TASK MATERIAL.
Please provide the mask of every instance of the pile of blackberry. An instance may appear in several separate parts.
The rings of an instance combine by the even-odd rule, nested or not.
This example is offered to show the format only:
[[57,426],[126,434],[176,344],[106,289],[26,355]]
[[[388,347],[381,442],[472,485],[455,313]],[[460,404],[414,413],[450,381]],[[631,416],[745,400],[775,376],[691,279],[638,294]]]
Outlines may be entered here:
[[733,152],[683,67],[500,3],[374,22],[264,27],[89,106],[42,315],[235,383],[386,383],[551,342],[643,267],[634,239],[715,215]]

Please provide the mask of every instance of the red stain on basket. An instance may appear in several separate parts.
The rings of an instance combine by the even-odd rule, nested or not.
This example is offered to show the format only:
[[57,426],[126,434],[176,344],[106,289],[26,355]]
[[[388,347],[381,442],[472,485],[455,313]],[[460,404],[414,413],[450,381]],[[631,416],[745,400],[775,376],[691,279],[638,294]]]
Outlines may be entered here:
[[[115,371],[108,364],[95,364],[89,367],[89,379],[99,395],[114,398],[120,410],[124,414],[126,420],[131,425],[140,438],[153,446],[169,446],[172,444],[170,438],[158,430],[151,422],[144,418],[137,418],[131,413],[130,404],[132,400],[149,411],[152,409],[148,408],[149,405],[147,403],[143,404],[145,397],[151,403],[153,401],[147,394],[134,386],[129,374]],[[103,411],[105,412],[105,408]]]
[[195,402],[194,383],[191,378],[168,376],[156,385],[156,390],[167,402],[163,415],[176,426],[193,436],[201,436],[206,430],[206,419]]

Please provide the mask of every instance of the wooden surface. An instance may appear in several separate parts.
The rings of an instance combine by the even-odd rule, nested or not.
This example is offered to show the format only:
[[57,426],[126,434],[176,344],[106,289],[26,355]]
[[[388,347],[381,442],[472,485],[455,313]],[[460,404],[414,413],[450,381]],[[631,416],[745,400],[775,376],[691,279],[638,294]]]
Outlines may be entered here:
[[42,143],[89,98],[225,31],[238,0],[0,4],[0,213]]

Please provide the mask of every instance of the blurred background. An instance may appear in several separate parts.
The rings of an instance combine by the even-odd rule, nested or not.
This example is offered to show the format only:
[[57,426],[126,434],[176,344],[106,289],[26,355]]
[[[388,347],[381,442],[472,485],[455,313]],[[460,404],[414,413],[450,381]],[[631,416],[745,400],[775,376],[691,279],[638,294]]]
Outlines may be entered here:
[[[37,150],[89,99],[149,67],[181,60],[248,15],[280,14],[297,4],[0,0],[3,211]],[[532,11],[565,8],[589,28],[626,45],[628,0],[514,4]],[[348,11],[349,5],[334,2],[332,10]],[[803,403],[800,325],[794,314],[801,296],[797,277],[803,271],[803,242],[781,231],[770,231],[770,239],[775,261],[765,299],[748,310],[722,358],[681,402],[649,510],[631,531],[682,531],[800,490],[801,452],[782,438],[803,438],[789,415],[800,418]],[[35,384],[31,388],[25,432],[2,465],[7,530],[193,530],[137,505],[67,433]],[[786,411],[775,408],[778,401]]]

BRIEF. Copy every line of the items without any change, starting from the first line and ending with the line that contains "[[42,143],[89,98],[225,31],[238,0],[0,4],[0,213]]", that line included.

RESPONSE FOR THIS EXERCISE.
Please provide the mask of every instance of the pile of blackberry. An instance may appear in several separate parts.
The rings of an instance combine by the even-odd rule, nested or not.
This example is offered to show the format only:
[[57,426],[126,434],[176,344],[106,289],[26,355]]
[[[388,347],[381,442],[472,485],[455,313]],[[460,404],[414,413],[450,381]],[[631,416],[745,400],[775,376],[691,279],[638,294]]]
Outlines may be entered here:
[[733,152],[683,67],[500,3],[374,22],[264,27],[89,106],[42,315],[235,383],[386,383],[551,342],[643,267],[634,239],[715,215]]

Please provide the mask of every instance of the red stain on basket. An instance may appear in several separate parts.
The rings of an instance combine by the even-odd rule, nested or not.
This example is offered to show the format only:
[[57,426],[126,434],[176,344],[106,289],[26,355]]
[[[388,347],[381,442],[472,485],[455,313]],[[460,404],[414,413],[450,381]],[[631,416],[745,400],[775,376],[691,279],[638,294]]]
Outlines may be entered here:
[[[115,371],[108,364],[95,364],[89,367],[89,379],[99,395],[114,398],[120,410],[124,414],[126,420],[131,425],[140,438],[153,446],[169,446],[172,444],[170,438],[158,430],[151,422],[144,418],[137,418],[131,413],[130,404],[132,400],[149,411],[152,409],[148,408],[149,405],[147,403],[143,404],[145,397],[151,403],[153,401],[147,394],[134,386],[129,374]],[[103,411],[105,412],[105,408]]]
[[195,402],[194,383],[191,378],[168,376],[156,385],[156,390],[167,402],[163,415],[176,426],[193,436],[201,436],[206,430],[206,419]]

Please provide the mask of every instance of the wooden surface. An instance may appear in several separate parts.
The rings of an instance combine by the even-odd rule, nested or not.
This example is offered to show the format only:
[[57,426],[126,434],[176,344],[106,289],[26,355]]
[[[388,347],[381,442],[472,485],[455,313]],[[460,404],[414,413],[450,381]],[[631,416],[745,400],[775,376],[691,279],[638,294]]]
Outlines may be entered here:
[[42,143],[89,98],[225,31],[238,0],[0,4],[0,213]]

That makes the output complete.